▶ _Texto original_
+-------+

Ahora que en Saravillo se está celebrando el doscientos aniversario del nacimiento de Mosén Bruno Fierro, quiero aprovechar la ocasión para recuperar el libro homónimo de José Llampayas que fue reeditado por La Val de Onsera en el año dos mil.
Tal y como nos cuenta Juan Domínguez Lasierra en el prólogo, Mosén Bruno Fierro fue un personaje real que José Llampayas convirtió en tema literario al recoger las historias que de él contaba el pueblo y que lo convirtieron en una auténtica leyenda inmortal.
En 1924 y dentro de la colección Argensola dirigida por José García Mercadal publicaba Llampayas su “Mosén Bruno Fierro (Cuadros del Alto Aragón)” donde junto a anécdotas referentes al popular cura de Saravillo se incluían cuentos, bocetos, aguafuertes y crónicas de tema aragonés.
Las cantelas sobre Mosén Bruno Fierro –el último gran baturro con sotana- se contaban a la antigua: en las noches de invierno, frente a las llamas del hogar, donde crujían las castañas y el jarro de vino pasaba de mano en mano. Los montañeses reían recordando su figura y sus hazañas. Y es que, Mosén Bruno, era un cura zumbón y de pelo en pecho que desafiaba al poder, gastaba bromas y robaba cerdos. Era socarrón, tenía tratos con contrabandistas y encerraba a los carabineros en la torre de la iglesia para que no le molestaran. Tocaba a misa desde la cama, tirando de una soga, y llevaba siempre de báculo una recia cachiporra.
El mérito de Mosén Bruno consistió en ser igual de fuerte que los pastores que habitaban el pirineo. Ser uno de ellos. Y así contaban de él que no tenía rival en el juego de la pelota, tiraba la barra con igual destreza y era gran cazador y aficionado a la pesca.

+-------+

▶ _Tarea propuesta 1_
Cita tal cual, del texto sobre Mosén Bruno Fierro, el fragmento que empieza con las palabras que contienen "Ahora que en" y termina con "auténtica leyenda inmortal.".
El texto y los registros no tienen nada que ver entre sí.

+-------+

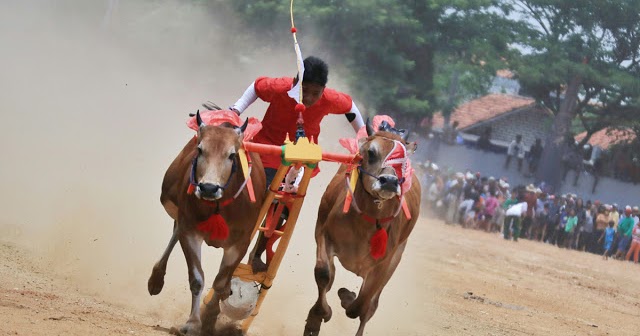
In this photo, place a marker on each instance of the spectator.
(570, 229)
(512, 220)
(585, 242)
(516, 148)
(602, 221)
(635, 244)
(625, 228)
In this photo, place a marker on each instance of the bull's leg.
(222, 286)
(365, 305)
(324, 272)
(156, 280)
(191, 244)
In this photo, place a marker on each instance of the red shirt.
(281, 117)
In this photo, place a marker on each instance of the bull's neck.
(372, 206)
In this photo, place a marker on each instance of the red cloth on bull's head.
(217, 118)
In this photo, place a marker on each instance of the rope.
(296, 46)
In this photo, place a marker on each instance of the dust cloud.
(91, 116)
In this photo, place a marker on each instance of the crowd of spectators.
(527, 212)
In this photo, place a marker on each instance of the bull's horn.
(199, 119)
(370, 130)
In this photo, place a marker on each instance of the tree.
(579, 59)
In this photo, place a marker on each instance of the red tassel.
(379, 244)
(216, 226)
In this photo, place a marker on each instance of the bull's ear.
(411, 147)
(240, 130)
(370, 130)
(199, 119)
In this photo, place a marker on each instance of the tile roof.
(482, 109)
(606, 137)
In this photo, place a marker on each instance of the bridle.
(398, 164)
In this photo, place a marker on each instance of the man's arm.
(354, 117)
(248, 97)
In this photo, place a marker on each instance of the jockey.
(281, 117)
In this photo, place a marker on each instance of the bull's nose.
(388, 182)
(208, 190)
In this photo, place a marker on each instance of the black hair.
(316, 71)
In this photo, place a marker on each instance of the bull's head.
(216, 158)
(382, 153)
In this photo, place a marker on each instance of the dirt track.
(465, 283)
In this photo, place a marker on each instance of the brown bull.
(348, 236)
(199, 185)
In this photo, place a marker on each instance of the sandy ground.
(90, 118)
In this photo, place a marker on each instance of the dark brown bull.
(217, 178)
(348, 236)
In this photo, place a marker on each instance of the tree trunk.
(551, 169)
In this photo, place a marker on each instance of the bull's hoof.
(156, 281)
(346, 297)
(257, 265)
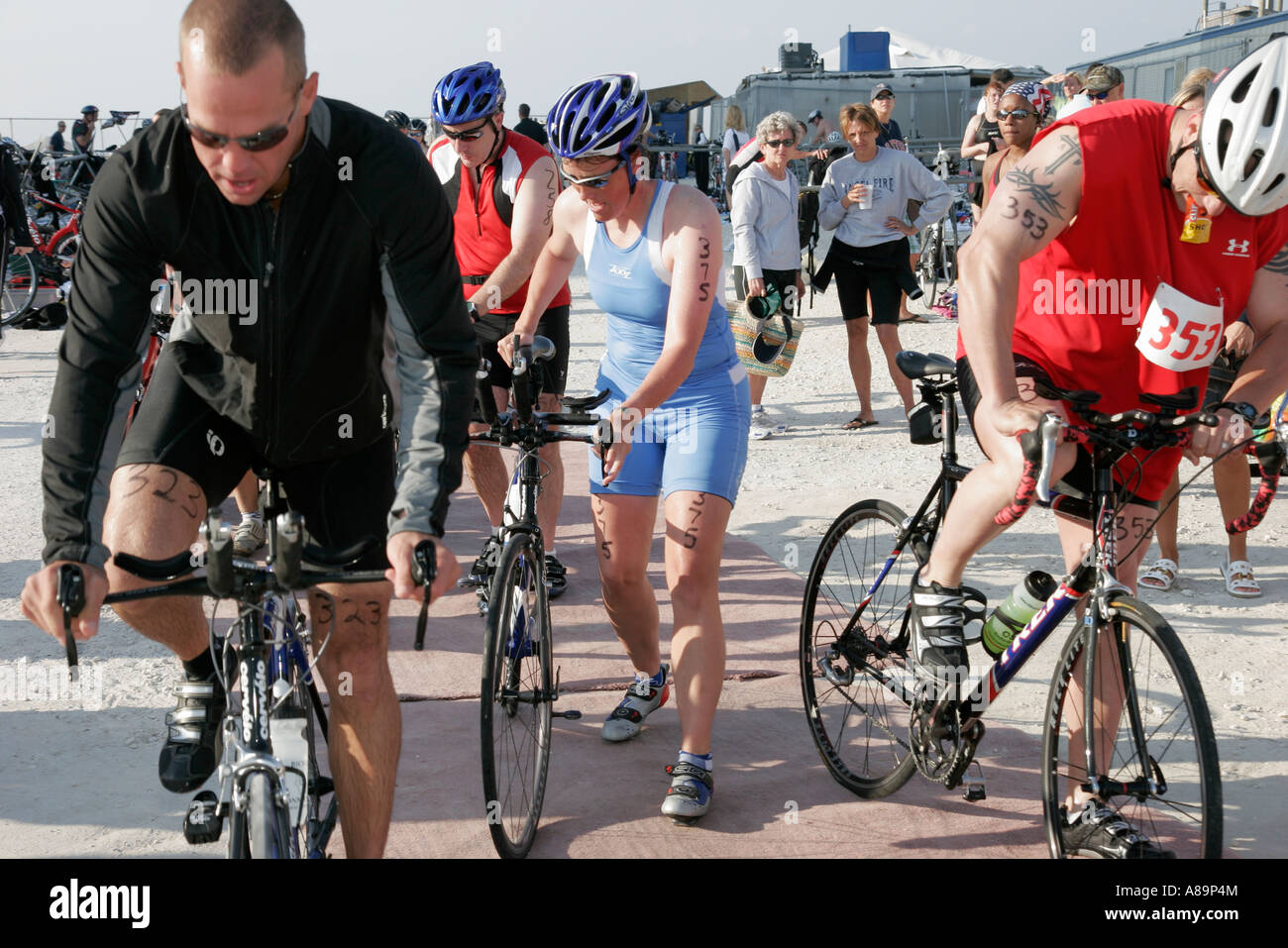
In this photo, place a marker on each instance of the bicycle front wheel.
(853, 660)
(18, 290)
(1171, 790)
(262, 831)
(515, 698)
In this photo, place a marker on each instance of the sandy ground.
(58, 749)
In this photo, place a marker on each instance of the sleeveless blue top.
(634, 287)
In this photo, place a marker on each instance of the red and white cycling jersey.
(483, 210)
(1119, 303)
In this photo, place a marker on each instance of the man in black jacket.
(313, 253)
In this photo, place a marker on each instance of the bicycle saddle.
(917, 365)
(1078, 398)
(1185, 399)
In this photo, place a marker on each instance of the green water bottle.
(1016, 610)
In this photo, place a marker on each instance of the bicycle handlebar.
(227, 578)
(1125, 430)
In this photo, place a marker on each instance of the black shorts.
(1077, 481)
(346, 501)
(784, 279)
(855, 281)
(492, 327)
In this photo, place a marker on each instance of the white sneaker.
(249, 536)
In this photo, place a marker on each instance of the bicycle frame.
(1094, 575)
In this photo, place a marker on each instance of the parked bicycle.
(939, 243)
(519, 685)
(1126, 720)
(48, 266)
(271, 792)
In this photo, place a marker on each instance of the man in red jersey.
(502, 187)
(1111, 260)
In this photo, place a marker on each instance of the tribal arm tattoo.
(1042, 194)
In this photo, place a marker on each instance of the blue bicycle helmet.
(468, 94)
(604, 115)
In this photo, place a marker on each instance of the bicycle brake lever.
(424, 571)
(71, 596)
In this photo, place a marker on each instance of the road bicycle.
(519, 685)
(939, 241)
(48, 266)
(1126, 720)
(270, 790)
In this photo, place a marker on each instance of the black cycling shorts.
(492, 327)
(854, 279)
(1077, 481)
(346, 501)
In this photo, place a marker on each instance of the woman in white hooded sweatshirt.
(765, 237)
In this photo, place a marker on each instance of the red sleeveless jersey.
(483, 210)
(1119, 303)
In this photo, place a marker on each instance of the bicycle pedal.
(202, 822)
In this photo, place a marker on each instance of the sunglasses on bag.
(259, 142)
(599, 180)
(471, 136)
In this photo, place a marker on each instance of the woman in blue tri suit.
(681, 407)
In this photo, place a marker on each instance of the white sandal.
(1160, 576)
(1239, 581)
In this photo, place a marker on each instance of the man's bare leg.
(365, 734)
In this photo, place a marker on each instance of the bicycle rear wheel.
(1176, 792)
(515, 698)
(18, 290)
(846, 660)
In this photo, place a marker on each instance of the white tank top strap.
(588, 241)
(653, 232)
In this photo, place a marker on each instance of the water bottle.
(1016, 610)
(513, 501)
(290, 746)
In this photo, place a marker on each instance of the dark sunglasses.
(599, 180)
(259, 142)
(1205, 180)
(472, 136)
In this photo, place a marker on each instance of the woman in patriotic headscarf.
(1024, 108)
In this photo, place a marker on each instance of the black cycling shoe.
(192, 747)
(1100, 831)
(938, 638)
(557, 578)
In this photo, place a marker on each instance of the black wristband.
(1248, 411)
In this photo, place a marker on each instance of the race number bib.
(1180, 333)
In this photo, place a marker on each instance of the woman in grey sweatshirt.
(765, 239)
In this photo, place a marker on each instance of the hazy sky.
(389, 53)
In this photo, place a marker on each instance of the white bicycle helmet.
(1244, 132)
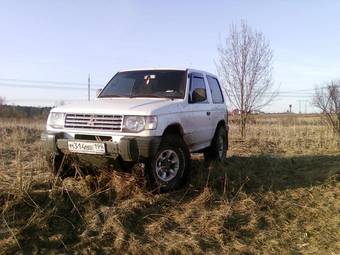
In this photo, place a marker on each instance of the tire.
(170, 165)
(218, 149)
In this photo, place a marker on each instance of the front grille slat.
(94, 121)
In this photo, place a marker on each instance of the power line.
(33, 86)
(49, 82)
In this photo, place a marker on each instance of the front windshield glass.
(147, 83)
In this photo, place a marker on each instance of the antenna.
(88, 87)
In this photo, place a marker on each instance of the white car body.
(198, 121)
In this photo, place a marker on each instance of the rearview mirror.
(198, 95)
(98, 91)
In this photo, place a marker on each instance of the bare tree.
(327, 99)
(245, 68)
(2, 100)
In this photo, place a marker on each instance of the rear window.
(215, 89)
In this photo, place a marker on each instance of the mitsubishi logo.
(91, 121)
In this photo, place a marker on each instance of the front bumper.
(128, 148)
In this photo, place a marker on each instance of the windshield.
(147, 83)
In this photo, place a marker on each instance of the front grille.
(94, 121)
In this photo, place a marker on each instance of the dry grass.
(278, 194)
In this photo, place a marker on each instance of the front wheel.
(170, 164)
(218, 148)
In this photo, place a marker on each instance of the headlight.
(56, 119)
(139, 123)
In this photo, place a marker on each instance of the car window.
(197, 85)
(215, 89)
(147, 83)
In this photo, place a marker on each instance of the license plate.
(86, 147)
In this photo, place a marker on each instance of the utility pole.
(299, 106)
(303, 101)
(88, 87)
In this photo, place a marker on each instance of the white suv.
(154, 116)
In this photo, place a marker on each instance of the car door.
(218, 107)
(198, 114)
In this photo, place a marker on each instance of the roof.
(169, 68)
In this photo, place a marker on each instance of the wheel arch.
(174, 128)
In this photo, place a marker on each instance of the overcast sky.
(63, 41)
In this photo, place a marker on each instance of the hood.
(123, 106)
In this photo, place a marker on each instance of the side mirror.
(98, 91)
(198, 95)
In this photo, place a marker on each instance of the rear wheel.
(218, 148)
(170, 164)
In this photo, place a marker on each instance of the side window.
(215, 89)
(198, 92)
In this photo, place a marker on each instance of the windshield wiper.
(113, 96)
(146, 95)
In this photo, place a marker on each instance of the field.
(279, 193)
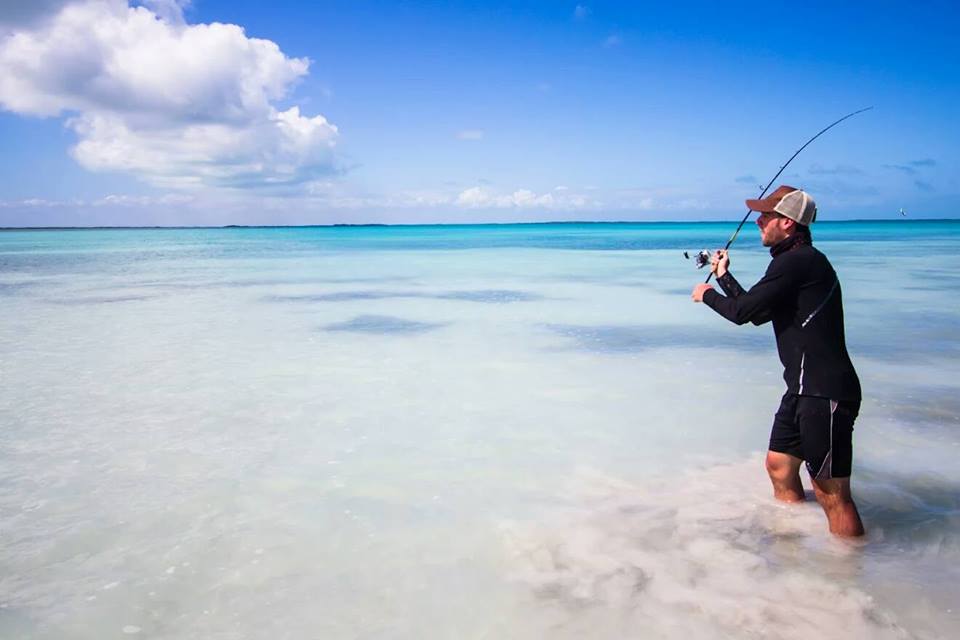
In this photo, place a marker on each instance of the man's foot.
(842, 515)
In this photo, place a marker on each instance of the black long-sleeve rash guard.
(800, 293)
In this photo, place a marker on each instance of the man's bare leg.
(784, 472)
(834, 496)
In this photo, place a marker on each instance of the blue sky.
(158, 113)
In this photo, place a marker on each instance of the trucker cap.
(790, 202)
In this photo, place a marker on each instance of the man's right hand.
(720, 262)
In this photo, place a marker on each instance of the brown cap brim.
(764, 206)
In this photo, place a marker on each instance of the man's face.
(773, 228)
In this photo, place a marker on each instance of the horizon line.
(435, 224)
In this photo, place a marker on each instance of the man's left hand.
(698, 291)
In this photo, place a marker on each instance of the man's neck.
(795, 239)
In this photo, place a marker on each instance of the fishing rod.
(703, 257)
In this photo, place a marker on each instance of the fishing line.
(701, 260)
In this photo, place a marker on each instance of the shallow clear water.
(519, 431)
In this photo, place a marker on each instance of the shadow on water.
(638, 338)
(490, 296)
(906, 336)
(383, 325)
(96, 300)
(917, 509)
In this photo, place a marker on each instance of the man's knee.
(832, 491)
(782, 466)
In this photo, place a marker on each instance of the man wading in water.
(800, 293)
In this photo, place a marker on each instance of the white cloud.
(178, 105)
(470, 134)
(481, 198)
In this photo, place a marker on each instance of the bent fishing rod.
(703, 257)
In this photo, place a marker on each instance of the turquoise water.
(456, 431)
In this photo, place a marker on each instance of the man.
(800, 294)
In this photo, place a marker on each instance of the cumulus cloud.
(176, 104)
(481, 198)
(16, 13)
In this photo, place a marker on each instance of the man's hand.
(720, 262)
(698, 290)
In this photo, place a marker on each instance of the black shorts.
(817, 430)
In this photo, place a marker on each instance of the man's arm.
(754, 306)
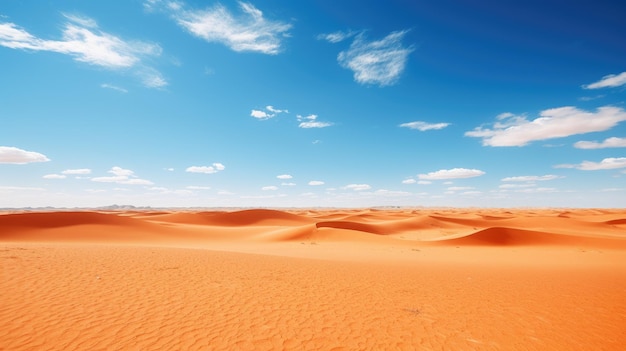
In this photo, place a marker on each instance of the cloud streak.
(13, 155)
(269, 112)
(607, 143)
(311, 121)
(513, 130)
(379, 62)
(248, 32)
(424, 126)
(122, 176)
(216, 167)
(85, 42)
(607, 163)
(609, 81)
(454, 173)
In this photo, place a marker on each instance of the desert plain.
(314, 279)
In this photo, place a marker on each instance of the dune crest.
(498, 228)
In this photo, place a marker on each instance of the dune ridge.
(313, 279)
(529, 227)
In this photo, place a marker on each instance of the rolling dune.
(259, 279)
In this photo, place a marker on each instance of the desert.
(313, 279)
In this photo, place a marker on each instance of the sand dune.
(259, 279)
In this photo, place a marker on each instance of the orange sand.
(426, 279)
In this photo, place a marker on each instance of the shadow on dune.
(502, 236)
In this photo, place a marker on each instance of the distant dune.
(344, 279)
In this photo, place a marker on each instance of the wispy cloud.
(357, 187)
(513, 130)
(196, 187)
(609, 81)
(531, 178)
(122, 176)
(248, 31)
(113, 87)
(269, 112)
(336, 37)
(424, 126)
(54, 176)
(79, 171)
(85, 42)
(10, 154)
(607, 163)
(454, 173)
(379, 62)
(607, 143)
(216, 167)
(311, 121)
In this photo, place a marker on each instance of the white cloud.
(275, 110)
(271, 112)
(260, 114)
(85, 42)
(459, 188)
(536, 190)
(336, 37)
(194, 187)
(609, 142)
(121, 172)
(11, 189)
(54, 176)
(515, 186)
(9, 154)
(454, 173)
(530, 178)
(248, 32)
(378, 62)
(358, 187)
(81, 20)
(609, 81)
(216, 167)
(424, 126)
(311, 121)
(607, 163)
(385, 192)
(81, 171)
(553, 123)
(121, 176)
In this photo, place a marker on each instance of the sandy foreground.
(405, 279)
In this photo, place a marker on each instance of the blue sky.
(313, 103)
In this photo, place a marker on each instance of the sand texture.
(401, 279)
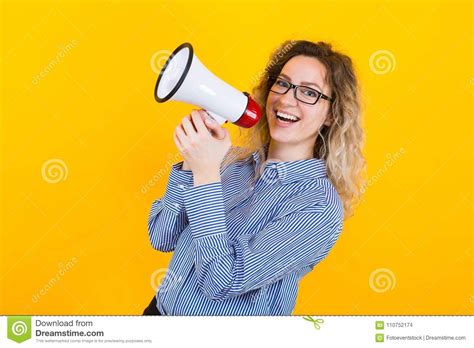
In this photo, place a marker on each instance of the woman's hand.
(203, 143)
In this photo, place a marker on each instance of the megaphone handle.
(219, 119)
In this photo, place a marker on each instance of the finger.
(197, 118)
(177, 142)
(215, 127)
(182, 137)
(189, 128)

+-------+

▶ _Tarea propuesta 2_
Reproduce sin ningún cambio las líneas de los registros que van desde la que contiene "of the finger." hasta el final de los registros, ambas incluidas.

▶ _Resultado del ejercicio 1_
Ahora que en Saravillo se está celebrando el doscientos aniversario del nacimiento de Mosén Bruno Fierro, quiero aprovechar la ocasión para recuperar el libro homónimo de José Llampayas que fue reeditado por La Val de Onsera en el año dos mil.
Tal y como nos cuenta Juan Domínguez Lasierra en el prólogo, Mosén Bruno Fierro fue un personaje real que José Llampayas convirtió en tema literario al recoger las historias que de él contaba el pueblo y que lo convirtieron en una auténtica leyenda inmortal.

▶ _Resultado del ejercicio 2_
In this photo, place a marker on each instance of the finger.
(197, 118)
(177, 142)
(215, 127)
(182, 137)
(189, 128)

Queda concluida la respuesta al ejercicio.